GIVEN PROBLEM 1
Reproduce the records verbatim. Begin at their first line and stop after the line that contains "Return the mask".
[start SOURCE TEXT]
1. Relative Rights of Preferred Stock and Common Stock. All preferences, voting powers, relative, participating, optional or other special rights and privileges, and qualifications, limitations or restrictions of the Common Stock are expressly made subject and subordinate to those that may be fixed with respect to any shares of the Preferred Stock.

 

2. Voting Rights. Except as otherwise provided herein or expressly required by law or as otherwise provided in any Preferred Stock Designation, the holders of the Common Stock shall exclusively possess all voting power, and each holder of Common Stock shall have one vote in respect of each share of stock held by such holder of record on the books of the Corporation for the election of directors and on all matters submitted to a vote of stockholders of the Corporation. Except as otherwise required by law, holders of Common Stock, as such, shall not be entitled to vote on any amendment to this Second Amended and Restated Certificate (including any Preferred Stock Designation) that relates solely to the rights, powers, preferences (or the qualifications, limitations or restrictions thereof) or other terms of one or more outstanding series of Preferred Stock if the holders of such affected series of Preferred Stock are entitled, either separately or together with the holders of one or more other such series, to vote thereon pursuant to this Second Amended and Restated Certificate (including any Preferred Stock Designation) or pursuant to the DGCL.
[end SOURCE TEXT]
GIVEN PROBLEM 2
According to the stock-rights excerpt, under what condition are holders of Common Stock not entitled to vote on an amendment that relates solely to the terms of one or more outstanding series of Preferred Stock?
[start EXTRACTED ENTRIES]
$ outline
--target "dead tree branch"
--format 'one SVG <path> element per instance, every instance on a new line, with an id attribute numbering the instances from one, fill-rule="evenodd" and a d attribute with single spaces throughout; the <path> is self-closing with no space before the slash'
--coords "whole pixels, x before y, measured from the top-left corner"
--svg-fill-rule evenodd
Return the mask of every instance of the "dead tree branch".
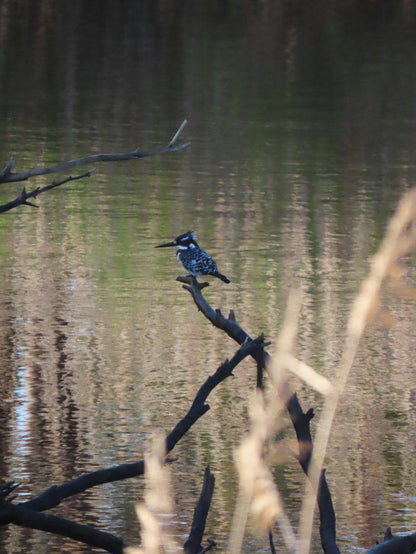
<path id="1" fill-rule="evenodd" d="M 17 196 L 14 200 L 7 202 L 7 204 L 0 205 L 0 214 L 8 212 L 13 208 L 17 208 L 18 206 L 32 206 L 33 208 L 37 208 L 36 204 L 33 204 L 33 202 L 29 202 L 29 198 L 36 198 L 37 196 L 39 196 L 39 194 L 42 194 L 43 192 L 54 189 L 56 187 L 60 187 L 65 183 L 69 183 L 70 181 L 78 181 L 79 179 L 84 179 L 85 177 L 91 177 L 91 173 L 91 171 L 87 171 L 86 173 L 83 173 L 82 175 L 76 175 L 75 177 L 69 176 L 62 181 L 55 181 L 54 179 L 50 185 L 45 185 L 44 187 L 36 187 L 30 192 L 26 192 L 26 187 L 23 187 L 20 195 Z"/>
<path id="2" fill-rule="evenodd" d="M 205 468 L 204 484 L 202 486 L 201 495 L 195 508 L 191 532 L 183 547 L 186 554 L 198 554 L 198 552 L 203 550 L 203 546 L 201 545 L 202 537 L 204 536 L 205 524 L 211 506 L 214 487 L 215 477 L 211 473 L 209 466 L 207 466 Z M 213 545 L 211 544 L 211 546 Z"/>
<path id="3" fill-rule="evenodd" d="M 214 388 L 227 377 L 230 377 L 233 374 L 233 370 L 244 358 L 254 355 L 256 350 L 261 350 L 264 346 L 265 344 L 262 336 L 254 340 L 245 341 L 231 360 L 226 360 L 219 366 L 213 375 L 207 378 L 197 392 L 187 414 L 166 437 L 166 452 L 171 451 L 192 425 L 210 409 L 209 405 L 206 404 L 206 400 Z M 57 533 L 84 542 L 85 544 L 99 546 L 109 552 L 122 552 L 123 543 L 121 539 L 110 533 L 101 533 L 87 525 L 79 525 L 63 518 L 58 518 L 49 514 L 41 514 L 39 512 L 54 508 L 65 498 L 84 492 L 94 486 L 142 475 L 144 470 L 144 461 L 141 460 L 130 464 L 122 464 L 108 469 L 93 471 L 77 479 L 73 479 L 68 483 L 53 485 L 36 498 L 16 505 L 12 504 L 11 500 L 13 499 L 7 500 L 7 496 L 13 492 L 16 485 L 14 483 L 6 483 L 0 489 L 0 525 L 15 523 L 16 525 L 24 527 Z M 207 496 L 205 502 L 209 494 L 212 496 L 212 491 L 211 493 L 209 492 L 211 487 L 213 490 L 212 478 L 207 478 L 207 480 Z M 202 511 L 200 513 L 202 513 Z M 199 525 L 201 525 L 201 522 L 202 520 L 199 522 Z M 211 546 L 212 544 L 210 547 Z"/>
<path id="4" fill-rule="evenodd" d="M 113 554 L 122 554 L 123 552 L 123 540 L 120 537 L 105 531 L 98 531 L 89 525 L 82 525 L 51 514 L 28 510 L 10 503 L 6 505 L 1 503 L 0 512 L 2 519 L 4 518 L 8 523 L 14 523 L 20 527 L 38 529 L 68 537 L 95 548 L 102 548 Z"/>
<path id="5" fill-rule="evenodd" d="M 230 338 L 239 344 L 245 340 L 250 340 L 248 333 L 240 327 L 240 325 L 238 325 L 233 311 L 230 311 L 229 317 L 227 318 L 221 313 L 220 310 L 214 310 L 207 302 L 202 294 L 202 289 L 207 286 L 207 283 L 199 283 L 197 279 L 192 276 L 181 276 L 178 277 L 177 280 L 184 283 L 183 288 L 189 291 L 192 295 L 197 308 L 215 327 L 223 330 Z M 266 367 L 267 363 L 271 360 L 270 355 L 264 350 L 264 348 L 253 352 L 252 356 L 258 364 L 263 363 Z M 259 377 L 257 378 L 257 382 L 259 384 Z M 284 391 L 282 398 L 288 398 L 286 407 L 295 428 L 299 442 L 299 450 L 302 453 L 299 457 L 299 463 L 304 472 L 307 474 L 312 455 L 312 436 L 309 423 L 313 417 L 313 410 L 309 410 L 305 414 L 296 394 L 288 396 L 287 392 Z M 325 554 L 339 554 L 339 549 L 336 544 L 335 510 L 329 486 L 326 481 L 325 471 L 321 473 L 318 492 L 318 506 L 320 513 L 319 531 L 323 551 Z"/>
<path id="6" fill-rule="evenodd" d="M 384 533 L 384 541 L 370 550 L 367 554 L 413 554 L 416 552 L 416 533 L 398 537 L 393 535 L 390 527 Z"/>
<path id="7" fill-rule="evenodd" d="M 85 156 L 84 158 L 78 158 L 76 160 L 70 160 L 67 162 L 60 162 L 48 167 L 35 167 L 27 171 L 13 172 L 14 159 L 10 158 L 6 167 L 0 171 L 0 184 L 1 183 L 15 183 L 18 181 L 26 181 L 31 177 L 37 177 L 39 175 L 47 175 L 50 173 L 59 173 L 62 171 L 68 171 L 74 167 L 86 164 L 96 164 L 99 162 L 121 162 L 126 160 L 137 160 L 140 158 L 147 158 L 149 156 L 155 156 L 157 154 L 168 154 L 171 152 L 179 152 L 187 146 L 189 142 L 183 144 L 176 144 L 183 128 L 185 127 L 187 120 L 185 119 L 178 130 L 174 134 L 172 140 L 167 146 L 161 148 L 155 148 L 154 150 L 141 150 L 139 147 L 131 152 L 122 153 L 108 153 L 108 154 L 93 154 L 91 156 Z"/>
[end EXTRACTED ENTRIES]
WORKED ANSWER 1
$ outline
--target "dead tree branch"
--format 'one SVG <path> element per instance, every instance on a new line, with an id attribute numbering the instances from one, fill-rule="evenodd" and a d attribute with single spaces throughout; the <path> is self-closing with no space before the slash'
--coords "whole pixels, x before y, measured from the top-left corner"
--svg-fill-rule evenodd
Return the mask of every instance of the "dead tree branch".

WORKED ANSWER 2
Unless the law requires otherwise, holders of Common Stock may not vote on such an amendment when the holders of the affected series of Preferred Stock are entitled to vote on it. That entitlement may be separate or together with the holders of other such series. It may arise under the Second Amended and Restated Certificate (including any Preferred Stock Designation) or under the DGCL.